#### [Stated problem]
Please copy the listing below line for line, with no changes at all.
* Begin *
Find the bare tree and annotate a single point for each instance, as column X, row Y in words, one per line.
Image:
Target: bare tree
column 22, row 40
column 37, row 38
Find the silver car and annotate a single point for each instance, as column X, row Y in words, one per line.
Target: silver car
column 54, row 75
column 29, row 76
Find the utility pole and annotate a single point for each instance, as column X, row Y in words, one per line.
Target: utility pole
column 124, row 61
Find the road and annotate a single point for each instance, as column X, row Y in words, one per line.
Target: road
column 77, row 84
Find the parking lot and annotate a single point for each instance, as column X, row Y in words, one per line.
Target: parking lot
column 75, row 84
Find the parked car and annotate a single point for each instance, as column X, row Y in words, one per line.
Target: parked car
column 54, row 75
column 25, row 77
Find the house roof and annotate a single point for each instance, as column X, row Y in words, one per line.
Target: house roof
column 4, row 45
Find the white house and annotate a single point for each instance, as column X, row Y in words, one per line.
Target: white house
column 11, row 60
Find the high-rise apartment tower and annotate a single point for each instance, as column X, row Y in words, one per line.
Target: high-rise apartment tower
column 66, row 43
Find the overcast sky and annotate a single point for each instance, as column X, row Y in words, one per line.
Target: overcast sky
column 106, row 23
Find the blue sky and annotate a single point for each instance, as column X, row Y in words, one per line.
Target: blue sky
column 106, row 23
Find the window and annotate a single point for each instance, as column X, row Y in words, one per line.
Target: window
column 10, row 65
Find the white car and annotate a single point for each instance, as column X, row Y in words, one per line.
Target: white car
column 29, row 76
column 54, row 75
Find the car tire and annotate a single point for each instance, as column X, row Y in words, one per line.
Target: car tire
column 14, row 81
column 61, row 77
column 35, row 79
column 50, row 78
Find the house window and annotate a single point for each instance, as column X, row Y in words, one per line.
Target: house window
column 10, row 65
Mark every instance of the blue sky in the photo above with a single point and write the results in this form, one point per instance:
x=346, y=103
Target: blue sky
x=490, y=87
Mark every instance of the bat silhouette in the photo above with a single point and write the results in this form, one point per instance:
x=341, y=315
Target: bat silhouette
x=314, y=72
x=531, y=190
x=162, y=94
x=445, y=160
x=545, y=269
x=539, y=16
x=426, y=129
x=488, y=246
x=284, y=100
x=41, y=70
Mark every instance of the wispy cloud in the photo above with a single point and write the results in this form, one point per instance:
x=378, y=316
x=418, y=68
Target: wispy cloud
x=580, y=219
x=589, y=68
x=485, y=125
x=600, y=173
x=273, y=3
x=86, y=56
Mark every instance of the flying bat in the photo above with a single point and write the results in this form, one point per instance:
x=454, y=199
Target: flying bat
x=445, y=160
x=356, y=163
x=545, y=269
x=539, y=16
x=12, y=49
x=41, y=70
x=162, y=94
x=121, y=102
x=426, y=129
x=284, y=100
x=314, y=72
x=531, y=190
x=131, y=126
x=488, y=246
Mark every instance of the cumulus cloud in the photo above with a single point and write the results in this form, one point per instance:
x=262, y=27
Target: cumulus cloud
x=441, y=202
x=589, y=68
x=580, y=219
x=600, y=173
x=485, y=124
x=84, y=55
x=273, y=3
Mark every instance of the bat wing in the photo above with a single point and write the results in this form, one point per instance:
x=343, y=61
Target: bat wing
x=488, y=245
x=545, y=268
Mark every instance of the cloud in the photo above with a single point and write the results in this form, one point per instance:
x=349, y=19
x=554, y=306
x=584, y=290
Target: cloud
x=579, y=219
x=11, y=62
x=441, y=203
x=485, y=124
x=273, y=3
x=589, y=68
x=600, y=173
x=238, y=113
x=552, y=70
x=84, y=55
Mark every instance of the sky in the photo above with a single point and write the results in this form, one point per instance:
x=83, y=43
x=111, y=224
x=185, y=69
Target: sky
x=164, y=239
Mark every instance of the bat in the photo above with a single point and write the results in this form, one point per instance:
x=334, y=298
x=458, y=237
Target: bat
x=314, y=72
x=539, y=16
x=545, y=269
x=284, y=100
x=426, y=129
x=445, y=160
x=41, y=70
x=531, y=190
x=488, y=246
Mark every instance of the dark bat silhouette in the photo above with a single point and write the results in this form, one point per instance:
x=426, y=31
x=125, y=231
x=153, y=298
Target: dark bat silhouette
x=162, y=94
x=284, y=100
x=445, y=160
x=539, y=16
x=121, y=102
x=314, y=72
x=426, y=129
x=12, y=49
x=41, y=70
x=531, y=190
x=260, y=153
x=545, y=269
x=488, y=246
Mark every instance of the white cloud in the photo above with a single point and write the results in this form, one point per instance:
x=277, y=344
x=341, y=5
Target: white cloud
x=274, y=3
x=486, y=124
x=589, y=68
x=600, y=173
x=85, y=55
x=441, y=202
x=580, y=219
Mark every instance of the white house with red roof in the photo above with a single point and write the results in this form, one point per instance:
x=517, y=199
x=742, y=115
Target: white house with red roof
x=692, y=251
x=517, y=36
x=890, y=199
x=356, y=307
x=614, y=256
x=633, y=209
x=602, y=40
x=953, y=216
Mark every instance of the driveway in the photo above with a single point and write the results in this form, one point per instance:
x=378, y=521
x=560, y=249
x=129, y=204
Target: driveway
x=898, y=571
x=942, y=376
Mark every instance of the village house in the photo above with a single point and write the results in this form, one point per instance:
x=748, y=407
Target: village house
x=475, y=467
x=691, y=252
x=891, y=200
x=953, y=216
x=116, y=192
* End *
#### [Output of the task]
Find the bare tree and annotate a single point for each instance, as column X, row Y in words, one per line.
Image:
Target: bare tree
column 22, row 40
column 37, row 38
Find the silver car and annotate a single point for each instance, as column X, row Y in words, one per line.
Target: silver car
column 54, row 75
column 29, row 76
Find the utility pole and annotate a single point for each instance, as column X, row Y in words, one per line.
Target: utility pole
column 124, row 61
Find the road and annotate a single point for each instance, as column X, row Y in words, one per line.
Target: road
column 77, row 84
Find the parking lot and annotate a single point for each instance, as column X, row Y in words, one per line.
Target: parking lot
column 75, row 84
Find the parked car and annotate a single point for each instance, as column X, row Y in words, one per line.
Target: parked car
column 54, row 75
column 25, row 77
Find the house roof and annotate a single point for each instance, as column X, row Y in words, one per line.
Target: house roof
column 4, row 45
Find the white house and annotate a single point for each instance, as column X, row Y in words, one per line.
Target: white house
column 11, row 60
Find the high-rise apartment tower and annotate a single point for each instance, as column X, row Y in words, one per line.
Target: high-rise apartment tower
column 66, row 43
Find the overcast sky and annotate a single point for each instance, as column X, row Y in words, one per line.
Target: overcast sky
column 106, row 23
Find the blue sky and annotate a single point for each instance, as column X, row Y in words, one per line.
Target: blue sky
column 106, row 23
Find the window and annotate a single point for each instance, as column X, row Y in words, one per line.
Target: window
column 10, row 65
Find the white car and annotate a single point for each instance, as column X, row Y in words, one per line.
Target: white car
column 29, row 76
column 54, row 75
Find the car tire and annotate a single point for each instance, as column X, row Y in words, one per line.
Target: car tire
column 14, row 81
column 61, row 77
column 35, row 79
column 50, row 78
Find the house window and annotate a single point for each instance, as column X, row Y in words, one per line.
Target: house window
column 10, row 65
Mark every instance of the blue sky in the photo above with a single point and write the results in this form, one point per instance:
x=346, y=103
Target: blue sky
x=490, y=87
Mark every instance of the bat silhouette in the photo above with a single point and write the results in this form, one point per instance:
x=341, y=315
Target: bat silhouette
x=314, y=72
x=531, y=190
x=162, y=94
x=445, y=160
x=545, y=269
x=539, y=16
x=426, y=129
x=488, y=246
x=284, y=100
x=41, y=70
Mark every instance of the wispy cloud in the photo above with a single point and write the results in this form, one point per instance:
x=378, y=316
x=418, y=68
Target: wispy cloud
x=580, y=219
x=589, y=68
x=485, y=125
x=600, y=173
x=273, y=3
x=86, y=56
Mark every instance of the flying bat in the photo above with a single point and write the results in this form, one point per instance:
x=454, y=199
Target: flying bat
x=445, y=160
x=356, y=163
x=545, y=269
x=539, y=16
x=12, y=49
x=41, y=70
x=162, y=94
x=121, y=102
x=426, y=129
x=284, y=100
x=314, y=72
x=531, y=190
x=131, y=126
x=488, y=246
Mark every instance of the cumulus cloud in the photo above with a single point and write the results in this form, one point per instance:
x=262, y=27
Target: cumulus cloud
x=441, y=202
x=589, y=68
x=580, y=219
x=600, y=173
x=485, y=124
x=84, y=55
x=273, y=3
Mark every instance of the bat wing in the photo above with a single point and write the results in this form, one point per instance:
x=343, y=61
Target: bat wing
x=488, y=245
x=545, y=268
Mark every instance of the cloud in the photo above with a single point and write the results in this form, one point per instance:
x=349, y=19
x=554, y=306
x=584, y=290
Target: cloud
x=579, y=219
x=11, y=62
x=441, y=203
x=485, y=124
x=273, y=3
x=589, y=68
x=600, y=173
x=238, y=113
x=552, y=70
x=84, y=55
Mark every instance of the sky in the photo above with a single point and write the results in this form, one point per instance:
x=83, y=43
x=111, y=224
x=185, y=69
Target: sky
x=164, y=239
Mark every instance of the bat in the photo above with a single point and write the results in this form, one point per instance:
x=334, y=298
x=458, y=237
Target: bat
x=314, y=72
x=539, y=16
x=545, y=269
x=284, y=100
x=426, y=129
x=445, y=160
x=41, y=70
x=531, y=190
x=488, y=246
Mark every instance of the dark bat silhouette in the photo above with a single point and write the results in this form, one point per instance:
x=426, y=31
x=125, y=231
x=153, y=298
Target: dark bat silhouette
x=162, y=94
x=284, y=100
x=445, y=160
x=539, y=16
x=121, y=102
x=314, y=72
x=426, y=129
x=12, y=49
x=41, y=70
x=531, y=190
x=260, y=153
x=545, y=269
x=488, y=246
Mark every instance of the white cloud in the photo above with a single point and write the results in this form, one point per instance:
x=277, y=344
x=341, y=5
Target: white cloud
x=274, y=3
x=486, y=124
x=589, y=68
x=600, y=173
x=85, y=55
x=441, y=202
x=580, y=219
Mark every instance of the white house with red roof in the photo above with a single point and write the results in this form, one point per instance:
x=517, y=199
x=742, y=115
Target: white house with red roof
x=692, y=251
x=517, y=36
x=890, y=199
x=356, y=307
x=614, y=256
x=633, y=209
x=602, y=40
x=953, y=216
Mark every instance of the driveway in the photo above with a single point and write the results in this form, one point per instance:
x=378, y=521
x=560, y=249
x=129, y=204
Target: driveway
x=898, y=571
x=942, y=376
Mark every instance of the village house in the photo above with a single point and write the results in this form, one point per instance:
x=748, y=407
Target: village house
x=475, y=467
x=691, y=252
x=891, y=200
x=953, y=216
x=116, y=192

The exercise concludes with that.